Exercise description
Count every line in the following entries where the word "below" appears. Give the count alone.

═══ Dataset content

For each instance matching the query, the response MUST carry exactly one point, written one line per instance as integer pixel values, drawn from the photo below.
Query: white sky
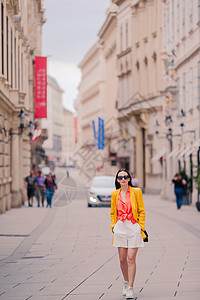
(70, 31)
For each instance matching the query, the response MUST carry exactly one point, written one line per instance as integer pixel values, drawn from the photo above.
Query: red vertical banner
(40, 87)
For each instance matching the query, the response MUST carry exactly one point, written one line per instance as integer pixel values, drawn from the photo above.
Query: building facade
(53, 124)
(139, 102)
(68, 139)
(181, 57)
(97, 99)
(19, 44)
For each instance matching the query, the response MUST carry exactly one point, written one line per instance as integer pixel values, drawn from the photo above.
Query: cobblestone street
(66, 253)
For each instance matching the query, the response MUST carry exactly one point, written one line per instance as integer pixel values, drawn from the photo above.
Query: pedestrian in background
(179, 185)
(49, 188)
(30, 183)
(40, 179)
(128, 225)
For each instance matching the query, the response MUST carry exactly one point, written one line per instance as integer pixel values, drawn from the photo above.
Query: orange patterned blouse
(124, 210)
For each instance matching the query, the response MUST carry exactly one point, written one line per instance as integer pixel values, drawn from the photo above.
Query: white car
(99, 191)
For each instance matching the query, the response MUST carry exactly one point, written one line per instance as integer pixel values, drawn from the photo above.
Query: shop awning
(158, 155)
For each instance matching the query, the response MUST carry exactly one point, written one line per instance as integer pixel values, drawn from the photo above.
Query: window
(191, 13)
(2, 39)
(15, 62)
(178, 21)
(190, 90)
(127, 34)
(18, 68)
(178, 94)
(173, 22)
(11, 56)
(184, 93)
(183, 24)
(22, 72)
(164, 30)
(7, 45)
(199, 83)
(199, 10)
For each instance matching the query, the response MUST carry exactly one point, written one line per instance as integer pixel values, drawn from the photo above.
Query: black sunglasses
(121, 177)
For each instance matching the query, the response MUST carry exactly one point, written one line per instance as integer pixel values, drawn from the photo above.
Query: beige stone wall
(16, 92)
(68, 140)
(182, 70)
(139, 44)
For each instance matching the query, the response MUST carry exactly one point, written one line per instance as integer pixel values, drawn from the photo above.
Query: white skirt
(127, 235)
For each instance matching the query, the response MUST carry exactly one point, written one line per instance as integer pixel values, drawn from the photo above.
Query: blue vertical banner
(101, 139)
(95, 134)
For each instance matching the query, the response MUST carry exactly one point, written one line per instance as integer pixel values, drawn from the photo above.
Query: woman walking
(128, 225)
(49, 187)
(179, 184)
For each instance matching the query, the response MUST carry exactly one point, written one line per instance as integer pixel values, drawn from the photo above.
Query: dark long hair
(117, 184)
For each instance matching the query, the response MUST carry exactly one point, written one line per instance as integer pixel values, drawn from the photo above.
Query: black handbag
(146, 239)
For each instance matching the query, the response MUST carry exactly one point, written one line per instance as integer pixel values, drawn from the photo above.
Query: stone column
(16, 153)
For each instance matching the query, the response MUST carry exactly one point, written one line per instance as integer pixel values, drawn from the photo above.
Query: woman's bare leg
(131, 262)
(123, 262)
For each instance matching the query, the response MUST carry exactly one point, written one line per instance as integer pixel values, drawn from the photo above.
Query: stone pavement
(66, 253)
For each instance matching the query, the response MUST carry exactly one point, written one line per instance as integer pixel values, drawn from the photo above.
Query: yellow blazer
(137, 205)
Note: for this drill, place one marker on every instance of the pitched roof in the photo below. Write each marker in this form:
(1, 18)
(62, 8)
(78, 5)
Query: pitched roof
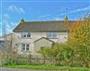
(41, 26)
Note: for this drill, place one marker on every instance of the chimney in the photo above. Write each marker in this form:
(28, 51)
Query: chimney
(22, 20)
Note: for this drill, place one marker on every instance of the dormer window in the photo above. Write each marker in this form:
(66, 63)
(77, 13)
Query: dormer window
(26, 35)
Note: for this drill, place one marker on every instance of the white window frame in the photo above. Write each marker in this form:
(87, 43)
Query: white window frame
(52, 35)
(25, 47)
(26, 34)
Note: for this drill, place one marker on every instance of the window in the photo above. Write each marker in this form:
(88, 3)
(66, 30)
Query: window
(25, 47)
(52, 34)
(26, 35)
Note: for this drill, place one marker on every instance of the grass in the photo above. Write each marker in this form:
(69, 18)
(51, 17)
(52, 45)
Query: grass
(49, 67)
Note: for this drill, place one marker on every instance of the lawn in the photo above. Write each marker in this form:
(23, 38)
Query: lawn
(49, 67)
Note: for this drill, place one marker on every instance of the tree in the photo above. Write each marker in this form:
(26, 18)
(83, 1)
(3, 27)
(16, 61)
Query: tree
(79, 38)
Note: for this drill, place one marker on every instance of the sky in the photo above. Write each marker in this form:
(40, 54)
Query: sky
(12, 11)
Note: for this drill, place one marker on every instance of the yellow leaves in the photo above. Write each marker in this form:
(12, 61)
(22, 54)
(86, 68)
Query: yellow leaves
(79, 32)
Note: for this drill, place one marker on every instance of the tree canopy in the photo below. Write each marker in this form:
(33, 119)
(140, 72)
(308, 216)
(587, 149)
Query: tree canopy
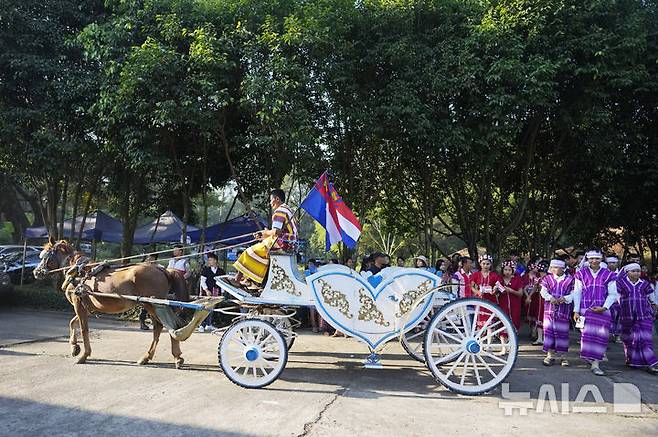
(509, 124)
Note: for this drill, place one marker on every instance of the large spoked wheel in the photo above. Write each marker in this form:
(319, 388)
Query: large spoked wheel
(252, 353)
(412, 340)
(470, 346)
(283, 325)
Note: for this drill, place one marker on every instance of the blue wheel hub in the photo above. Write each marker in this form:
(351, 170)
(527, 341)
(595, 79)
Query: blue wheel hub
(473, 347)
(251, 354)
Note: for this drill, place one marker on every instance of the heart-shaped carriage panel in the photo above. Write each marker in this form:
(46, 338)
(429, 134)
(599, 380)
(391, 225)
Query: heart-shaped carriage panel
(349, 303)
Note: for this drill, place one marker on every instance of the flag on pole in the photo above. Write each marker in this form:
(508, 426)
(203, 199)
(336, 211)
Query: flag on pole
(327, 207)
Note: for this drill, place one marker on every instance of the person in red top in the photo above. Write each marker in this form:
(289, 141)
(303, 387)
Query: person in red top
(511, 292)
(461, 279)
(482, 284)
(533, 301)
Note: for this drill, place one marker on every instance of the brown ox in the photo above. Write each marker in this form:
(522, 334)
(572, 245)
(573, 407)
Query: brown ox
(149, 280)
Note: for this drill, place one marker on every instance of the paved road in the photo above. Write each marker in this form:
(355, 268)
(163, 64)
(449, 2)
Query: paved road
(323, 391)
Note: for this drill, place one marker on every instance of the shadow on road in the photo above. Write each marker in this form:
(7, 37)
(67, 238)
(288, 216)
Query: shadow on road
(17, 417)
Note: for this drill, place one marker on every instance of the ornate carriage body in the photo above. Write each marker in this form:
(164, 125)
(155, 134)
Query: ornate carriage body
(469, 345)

══════

Answer space
3